-- start --

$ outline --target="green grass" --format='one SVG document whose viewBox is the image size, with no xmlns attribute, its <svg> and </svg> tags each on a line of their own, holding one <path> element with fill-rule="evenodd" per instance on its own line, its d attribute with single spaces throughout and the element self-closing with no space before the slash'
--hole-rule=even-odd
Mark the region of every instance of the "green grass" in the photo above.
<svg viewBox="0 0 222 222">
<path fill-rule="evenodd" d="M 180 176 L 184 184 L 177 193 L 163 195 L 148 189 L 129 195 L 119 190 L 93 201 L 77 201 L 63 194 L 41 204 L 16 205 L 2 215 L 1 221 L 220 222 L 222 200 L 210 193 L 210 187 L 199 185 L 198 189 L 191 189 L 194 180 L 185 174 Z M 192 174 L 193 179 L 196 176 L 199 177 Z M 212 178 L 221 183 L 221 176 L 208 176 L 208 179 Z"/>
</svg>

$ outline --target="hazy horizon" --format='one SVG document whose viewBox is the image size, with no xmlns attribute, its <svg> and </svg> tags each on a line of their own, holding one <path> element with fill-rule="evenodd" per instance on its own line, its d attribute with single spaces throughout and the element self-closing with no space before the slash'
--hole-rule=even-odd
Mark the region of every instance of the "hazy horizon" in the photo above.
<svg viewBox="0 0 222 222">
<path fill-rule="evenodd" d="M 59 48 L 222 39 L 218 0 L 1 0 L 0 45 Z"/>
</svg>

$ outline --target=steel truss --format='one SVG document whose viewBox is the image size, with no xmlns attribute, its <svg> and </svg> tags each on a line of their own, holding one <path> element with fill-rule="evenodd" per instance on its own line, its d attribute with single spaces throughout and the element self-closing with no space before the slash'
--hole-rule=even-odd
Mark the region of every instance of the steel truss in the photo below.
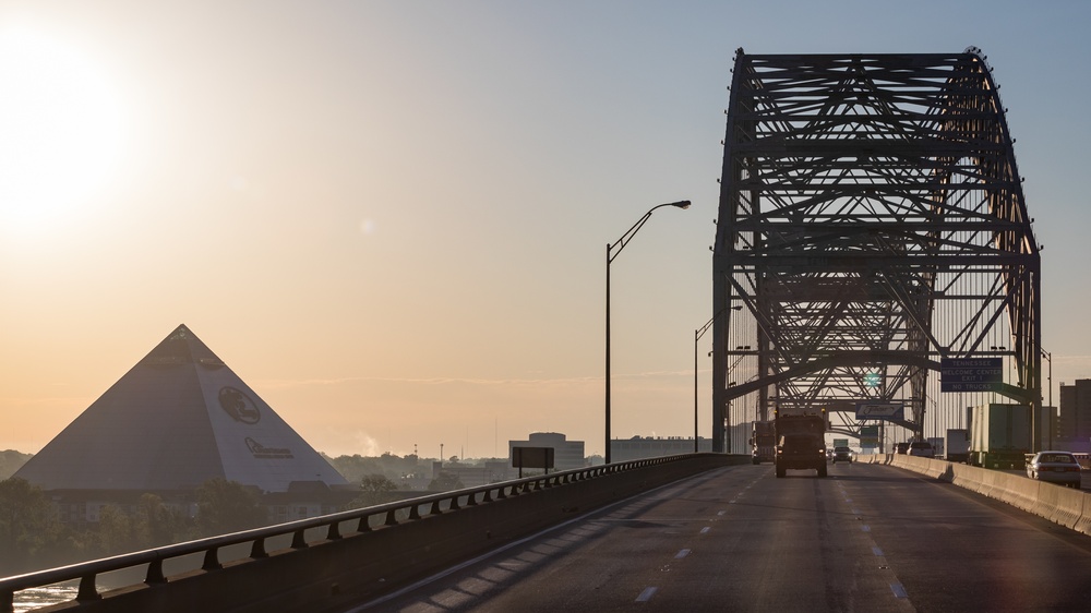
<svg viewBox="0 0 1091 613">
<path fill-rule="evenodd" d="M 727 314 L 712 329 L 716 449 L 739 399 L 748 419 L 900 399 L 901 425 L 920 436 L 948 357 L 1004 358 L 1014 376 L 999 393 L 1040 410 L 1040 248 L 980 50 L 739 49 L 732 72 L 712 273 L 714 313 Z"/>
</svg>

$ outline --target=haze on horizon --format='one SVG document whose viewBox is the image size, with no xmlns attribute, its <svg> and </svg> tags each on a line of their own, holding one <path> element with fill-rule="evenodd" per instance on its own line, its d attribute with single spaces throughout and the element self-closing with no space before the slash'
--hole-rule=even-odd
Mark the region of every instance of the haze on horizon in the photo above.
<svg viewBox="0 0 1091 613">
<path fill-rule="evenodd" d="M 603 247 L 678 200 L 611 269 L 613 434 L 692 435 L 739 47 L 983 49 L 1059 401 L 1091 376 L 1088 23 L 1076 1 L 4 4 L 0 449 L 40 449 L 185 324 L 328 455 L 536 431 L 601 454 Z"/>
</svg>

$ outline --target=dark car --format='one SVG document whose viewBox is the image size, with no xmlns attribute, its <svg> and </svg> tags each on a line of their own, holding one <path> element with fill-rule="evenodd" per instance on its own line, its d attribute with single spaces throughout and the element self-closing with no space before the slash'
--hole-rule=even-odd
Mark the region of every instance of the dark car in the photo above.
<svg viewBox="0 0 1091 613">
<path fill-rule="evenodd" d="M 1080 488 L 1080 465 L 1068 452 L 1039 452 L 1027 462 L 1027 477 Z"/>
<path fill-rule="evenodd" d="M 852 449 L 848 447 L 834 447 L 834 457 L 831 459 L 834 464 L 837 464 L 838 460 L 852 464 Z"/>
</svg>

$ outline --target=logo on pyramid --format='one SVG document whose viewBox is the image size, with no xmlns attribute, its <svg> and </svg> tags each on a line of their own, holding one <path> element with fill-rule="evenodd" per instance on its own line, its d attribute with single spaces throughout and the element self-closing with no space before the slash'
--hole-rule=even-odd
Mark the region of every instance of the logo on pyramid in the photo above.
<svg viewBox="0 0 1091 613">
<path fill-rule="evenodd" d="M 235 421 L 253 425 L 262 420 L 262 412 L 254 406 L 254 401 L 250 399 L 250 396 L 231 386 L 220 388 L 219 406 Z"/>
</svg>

-- end --
-- start --

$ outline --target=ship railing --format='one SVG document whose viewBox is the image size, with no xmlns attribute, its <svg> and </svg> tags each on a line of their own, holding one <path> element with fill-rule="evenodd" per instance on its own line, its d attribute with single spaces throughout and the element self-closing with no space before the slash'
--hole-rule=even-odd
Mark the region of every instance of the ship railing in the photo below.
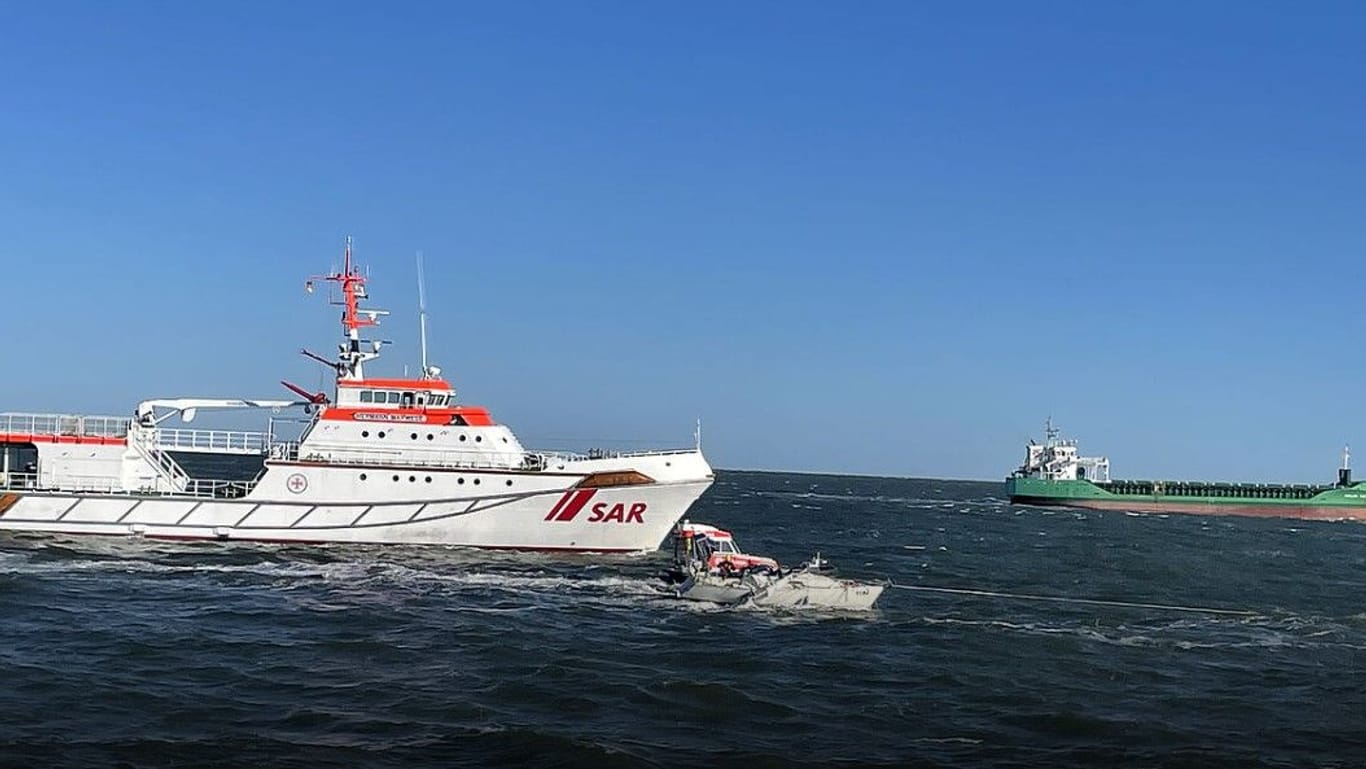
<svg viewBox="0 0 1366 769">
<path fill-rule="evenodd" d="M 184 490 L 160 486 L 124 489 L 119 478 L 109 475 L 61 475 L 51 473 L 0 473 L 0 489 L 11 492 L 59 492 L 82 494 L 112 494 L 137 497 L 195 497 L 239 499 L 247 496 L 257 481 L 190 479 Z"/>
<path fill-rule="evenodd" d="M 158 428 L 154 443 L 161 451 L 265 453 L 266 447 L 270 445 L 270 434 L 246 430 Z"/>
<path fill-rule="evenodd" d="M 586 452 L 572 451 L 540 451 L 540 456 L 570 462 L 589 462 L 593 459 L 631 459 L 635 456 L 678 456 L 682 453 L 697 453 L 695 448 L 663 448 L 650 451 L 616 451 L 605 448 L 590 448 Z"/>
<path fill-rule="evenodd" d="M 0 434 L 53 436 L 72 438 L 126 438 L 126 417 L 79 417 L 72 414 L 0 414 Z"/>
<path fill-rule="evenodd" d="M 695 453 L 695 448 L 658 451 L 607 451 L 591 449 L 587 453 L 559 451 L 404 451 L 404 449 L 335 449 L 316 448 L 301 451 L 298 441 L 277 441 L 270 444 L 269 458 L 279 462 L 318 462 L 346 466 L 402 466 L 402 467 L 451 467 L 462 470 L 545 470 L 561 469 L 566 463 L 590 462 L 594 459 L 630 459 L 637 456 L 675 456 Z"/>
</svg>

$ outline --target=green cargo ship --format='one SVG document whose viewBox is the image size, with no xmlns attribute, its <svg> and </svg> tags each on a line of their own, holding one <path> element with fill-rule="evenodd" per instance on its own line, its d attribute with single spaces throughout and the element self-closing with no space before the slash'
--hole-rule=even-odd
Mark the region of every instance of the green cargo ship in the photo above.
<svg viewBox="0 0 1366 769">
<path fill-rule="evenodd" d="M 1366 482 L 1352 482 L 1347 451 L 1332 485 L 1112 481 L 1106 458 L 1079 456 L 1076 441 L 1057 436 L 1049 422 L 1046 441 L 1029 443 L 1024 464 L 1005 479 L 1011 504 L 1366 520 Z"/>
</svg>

-- end --

Reproduce the part that opens with the line containing "outline --target=ship railing" and closes with the line containing "434 L 53 436", swapping "ship railing" for "deck railing" and leaving everything else unchanged. Omit the pictures from your output.

### [The solution]
$ outline --target=deck railing --format='one SVG document whose viewBox is the image size, with no xmlns attribute, its <svg> and </svg> tags each on a line of their own, holding one <path> element with fill-rule="evenodd" per instance on its own line, its d attribute with single spaces throughout and the element self-closing with no space before the slash'
--hole-rule=even-odd
Mark the region of every instance of the deck railing in the photo below.
<svg viewBox="0 0 1366 769">
<path fill-rule="evenodd" d="M 184 490 L 160 486 L 124 489 L 119 478 L 109 475 L 61 475 L 51 473 L 0 473 L 0 489 L 11 492 L 59 492 L 82 494 L 112 494 L 137 497 L 195 497 L 239 499 L 247 496 L 257 481 L 190 479 Z"/>
<path fill-rule="evenodd" d="M 158 428 L 154 443 L 161 451 L 265 453 L 266 447 L 270 445 L 270 434 L 246 430 Z"/>
<path fill-rule="evenodd" d="M 586 452 L 572 451 L 540 451 L 540 456 L 570 462 L 589 462 L 593 459 L 631 459 L 635 456 L 678 456 L 682 453 L 697 453 L 695 448 L 663 448 L 650 451 L 616 451 L 605 448 L 590 448 Z"/>
<path fill-rule="evenodd" d="M 0 434 L 53 436 L 72 438 L 126 438 L 126 417 L 79 417 L 72 414 L 0 414 Z"/>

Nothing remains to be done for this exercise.